[Start of DOCUMENT SECTION]
Just read this on TiVo Inc's website

*Moving forward, current Series1 TiVo box owners should transition to the new boxes. You will receive information about a special offer from Virgin Media. Note: Don't purchase used Series1 boxes, they will no longer be eligible for activation.*

Pray, please tell us, TiVo Inc how the many existing Series 1 TiVo box owners can transition when we haven't got a snowball's chance of getting Virgin cable?

I don't quite follow the logic of the second sentence either. Surely when you buy a used TiVo then it has already been activated.


----------



## RichardJH (Oct 7, 2002)

I guess it means that no more new subs will be taken. At present nobody is having monthly subs taken and lifetime subs are still operating as usual so unless a crystal ball is handy we are none the wiser


----------



## JudyB (Jan 25, 2006)

sad_tivo_man said:


> Just read this on TiVo Inc's website
> 
> *Moving forward, current Series1 TiVo box owners should transition to the new boxes. You will receive information about a special offer from Virgin Media. Note: Don't purchase used Series1 boxes, they will no longer be eligible for activation.*
> 
> ...


Can you post a link to this please?

I can't find it and I'm thinking about whether or not to send a suitably worded email to query the part about moving to Virgin Media since we are in a non-cabled area too.

The only thing I could find about Tivo in England is blatantly wrong (from here):


> TiVo Series1 DVRs were sold in England beginning in 2000 and were available exclusively to customers of BSkyB. This box is no longer actively sold and new accounts are not being activated. The TiVo DVR from BSkyB in England will not work in the U.S. or with any service provider other than BSkyB.


Although we don't use it now ourselves, our Tivo is definitely capable of recording analogue TV and cable services. Also, the boxes were never "available exclusively to customers of BSkyB".


----------



## sad_tivo_man (Apr 27, 2003)

My pleasure, Judy.

http://www.tivo.com/abouttivo/international/tivo-virgin-media.html

If you want to try emailing then I would guess that [email protected] might just do the trick. OK..it will probably get picked up by his PA but he was one of the co-founders.


----------



## cwaring (Feb 12, 2002)

I just gave the article two thumbs-down and put the following in the box...



> "and were available exclusively to customers of BSkyB."
> 
> Completely and utterly incorrect. They were platform independent.
> 
> ...


----------



## TCM2007 (Dec 25, 2006)

Initially it was very closely linked to Sky - even had a Sky logo on the menus of v1 software.


----------



## britcub (Jan 19, 2004)

The reference to 'England' should also be removed then as it was available throughout the UK!


----------



## OzSat (Feb 15, 2001)

TCM2007 said:


> Initially it was very closely linked to Sky - even had a Sky logo on the menus of v1 software.


Still has it on bootup.


----------



## cwaring (Feb 12, 2002)

TCM2007 said:


> Initially it was very closely linked to Sky - even had a Sky logo on the menus of v1 software.


Yes. But it wasn't "exclusively available" to only their customers.


----------



## OzSat (Feb 15, 2001)
[End of DOCUMENT SECTION]
TASKS AND EXERCISES:
1) In the forum thread about TiVo Series1 boxes, where does OzSat say the Sky logo still appears?
2) Write the next part of the forum thread about TiVo Series1 boxes, picking up from the point where it ends.
[Start of RECORD EXCERPTS]
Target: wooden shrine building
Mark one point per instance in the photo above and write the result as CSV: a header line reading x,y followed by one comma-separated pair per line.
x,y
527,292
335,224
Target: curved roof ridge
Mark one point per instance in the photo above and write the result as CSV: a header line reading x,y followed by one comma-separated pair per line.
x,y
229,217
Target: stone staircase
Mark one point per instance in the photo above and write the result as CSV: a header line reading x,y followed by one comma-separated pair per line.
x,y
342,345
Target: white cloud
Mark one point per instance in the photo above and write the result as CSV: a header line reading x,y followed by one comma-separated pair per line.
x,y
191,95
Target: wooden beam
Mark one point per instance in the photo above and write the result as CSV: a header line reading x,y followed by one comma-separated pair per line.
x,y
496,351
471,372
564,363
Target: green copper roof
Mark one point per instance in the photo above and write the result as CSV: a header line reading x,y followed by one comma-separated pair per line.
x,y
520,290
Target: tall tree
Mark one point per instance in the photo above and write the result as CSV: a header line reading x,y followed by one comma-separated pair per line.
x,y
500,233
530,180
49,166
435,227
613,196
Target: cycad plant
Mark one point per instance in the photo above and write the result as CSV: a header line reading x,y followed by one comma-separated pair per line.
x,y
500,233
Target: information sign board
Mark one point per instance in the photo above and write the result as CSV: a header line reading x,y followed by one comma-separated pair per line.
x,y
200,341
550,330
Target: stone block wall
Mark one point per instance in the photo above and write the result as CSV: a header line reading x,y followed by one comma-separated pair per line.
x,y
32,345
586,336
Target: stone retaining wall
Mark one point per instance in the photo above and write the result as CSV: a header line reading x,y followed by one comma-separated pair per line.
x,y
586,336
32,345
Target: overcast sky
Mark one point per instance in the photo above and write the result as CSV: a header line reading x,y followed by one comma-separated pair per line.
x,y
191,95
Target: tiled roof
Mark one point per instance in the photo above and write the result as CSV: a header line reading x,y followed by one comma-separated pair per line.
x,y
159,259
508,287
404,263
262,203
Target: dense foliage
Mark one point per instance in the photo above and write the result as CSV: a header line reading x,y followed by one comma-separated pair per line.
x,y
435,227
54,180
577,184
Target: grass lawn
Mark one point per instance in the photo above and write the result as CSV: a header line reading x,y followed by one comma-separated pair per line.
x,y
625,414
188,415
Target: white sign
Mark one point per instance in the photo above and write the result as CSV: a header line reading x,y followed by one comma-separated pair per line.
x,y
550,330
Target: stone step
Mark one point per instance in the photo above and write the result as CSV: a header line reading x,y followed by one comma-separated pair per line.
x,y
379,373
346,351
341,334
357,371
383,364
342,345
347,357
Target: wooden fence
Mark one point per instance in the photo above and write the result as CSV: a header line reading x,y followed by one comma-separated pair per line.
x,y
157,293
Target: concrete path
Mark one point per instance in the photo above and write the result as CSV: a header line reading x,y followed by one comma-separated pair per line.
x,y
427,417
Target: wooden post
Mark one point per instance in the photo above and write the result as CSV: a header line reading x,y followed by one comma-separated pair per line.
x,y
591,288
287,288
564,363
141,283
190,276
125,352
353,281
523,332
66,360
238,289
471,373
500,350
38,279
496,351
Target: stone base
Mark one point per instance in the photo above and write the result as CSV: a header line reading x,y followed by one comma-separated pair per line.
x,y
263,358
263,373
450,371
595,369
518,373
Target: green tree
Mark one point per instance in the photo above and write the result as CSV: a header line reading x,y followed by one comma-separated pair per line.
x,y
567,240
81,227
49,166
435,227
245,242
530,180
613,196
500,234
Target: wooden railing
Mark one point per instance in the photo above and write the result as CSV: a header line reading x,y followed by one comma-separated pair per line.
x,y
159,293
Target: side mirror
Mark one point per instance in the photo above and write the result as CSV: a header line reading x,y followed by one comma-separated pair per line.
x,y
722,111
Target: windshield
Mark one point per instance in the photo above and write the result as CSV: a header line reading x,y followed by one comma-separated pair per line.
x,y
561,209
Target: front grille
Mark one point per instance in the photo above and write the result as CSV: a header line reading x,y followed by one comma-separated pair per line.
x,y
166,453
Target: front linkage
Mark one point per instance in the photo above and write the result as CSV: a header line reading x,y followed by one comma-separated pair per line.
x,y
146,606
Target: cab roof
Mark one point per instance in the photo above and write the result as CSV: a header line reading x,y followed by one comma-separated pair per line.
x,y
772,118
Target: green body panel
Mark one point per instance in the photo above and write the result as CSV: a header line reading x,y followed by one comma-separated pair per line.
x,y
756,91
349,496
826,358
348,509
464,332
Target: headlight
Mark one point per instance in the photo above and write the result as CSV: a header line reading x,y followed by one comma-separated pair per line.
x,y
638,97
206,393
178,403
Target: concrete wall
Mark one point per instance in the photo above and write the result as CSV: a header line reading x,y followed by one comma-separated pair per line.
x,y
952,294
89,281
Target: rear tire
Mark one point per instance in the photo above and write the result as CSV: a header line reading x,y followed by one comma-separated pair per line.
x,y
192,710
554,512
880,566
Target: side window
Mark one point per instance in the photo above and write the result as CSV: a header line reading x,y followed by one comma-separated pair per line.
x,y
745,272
[End of RECORD EXCERPTS]
OUTPUTS FOR THE TASKS:
1) On bootup.

2)
Maybe there was a deal which meant that subscribers were actually BSkyB customers - even though the box would run on all the major UK platforms (still does).


----------



## TCM2007 (Dec 25, 2006)

I suspect that Sky took the &#163;10s.


----------



## Davyburns (Jan 7, 2004)

ozsat said:


> Also, questioning a moderator's decision is also against the rules!
> 
> Both can lead to a temporary or permanent ban!


What happened to freedom of speech? Only represive countries like China and erm Russia still have that doctrine


----------



## cwaring (Feb 12, 2002)

Does freedom of speech mean you can walk into the bosses office and question how he runs his busniess? I wouldn't think so. This is and always has been a private forum which has rules you agreed to on becoming a member. Follow those rules and there will be no need to question anyone about anything 

However, specific forum-related topics can be posted here:
http://www.tivocommunity.com/tivo-vb/forumdisplay.php?s=&daysprune=&f=20

I'm sure that ozsat wouldn't mind you PMing him with a question, but there is no reason to do it in the forum itself.


----------



## TCM2007 (Dec 25, 2006)

This forum has always has pretty hard line moderation rules compared to most, but the moderators apply them with a pretty gentle touch on the whole.


----------



## scoopuk (Mar 7, 2001)

ozsat said:


> Maybe there was a deal which meant that subscribers were actually BSkyB customers - even though the box would run on all the major UK platforms (still does).


As someone who paid the £400 in week one, I don't remember signing anything with BSkyB, although I do remember calling up a TiVo activation line.


----------



## OzSat (Feb 15, 2001)

BSkyB had (big) a stake in TiVo a long time ago.


----------



## spitfires (Dec 19, 2006)

And here they come...the fleece-u-bay flood gates have opened! 5 Tivos listed on ebay yesterday alone! Some claiming to have lifetime subscription but "has been in a box for a while so needs updating". Hmmmm... 

I know there's caveat emptor but I don't think it helps when people deliberately don't mention something they know to be true (viz. Tivo stopped taking subscription money and we don't know what that means for Tivo's long term future). Is it any wonder people get into arguments about "not as described", "ad didn't say it only had 3 wheels!", "well you could've asked (if you'd known what to ask)", blah, blah. 


So there's another 17 of you getting your shiny VM TiVo installed tomorrow (the 15th)... wow fleece-u-bay is going to be busy.


----------



## TCM2007 (Dec 25, 2006)

There's no market for TiVos except for spares these days really is there?


----------



## spitfires (Dec 19, 2006)

I agree. I can't help thinking some people are buying them in order to "qualify" for the VM "S1 upgrade" offer - might cause a few complaints when one is sold with lifetime sub but has _already been used_ to get the VM upgrade. VM checks the serial number to check eligibility..."sorry, that number has already had a VM upgrade". 

There's even a couple being sold with an alleged "lifetime sub" and, after questioning, they say it says status "3: Account in Good Standing" - err, that's not lifetime sub dude!


----------



## mikerr (Jun 2, 2005)

Tivos only for spares? Lol - not my experience.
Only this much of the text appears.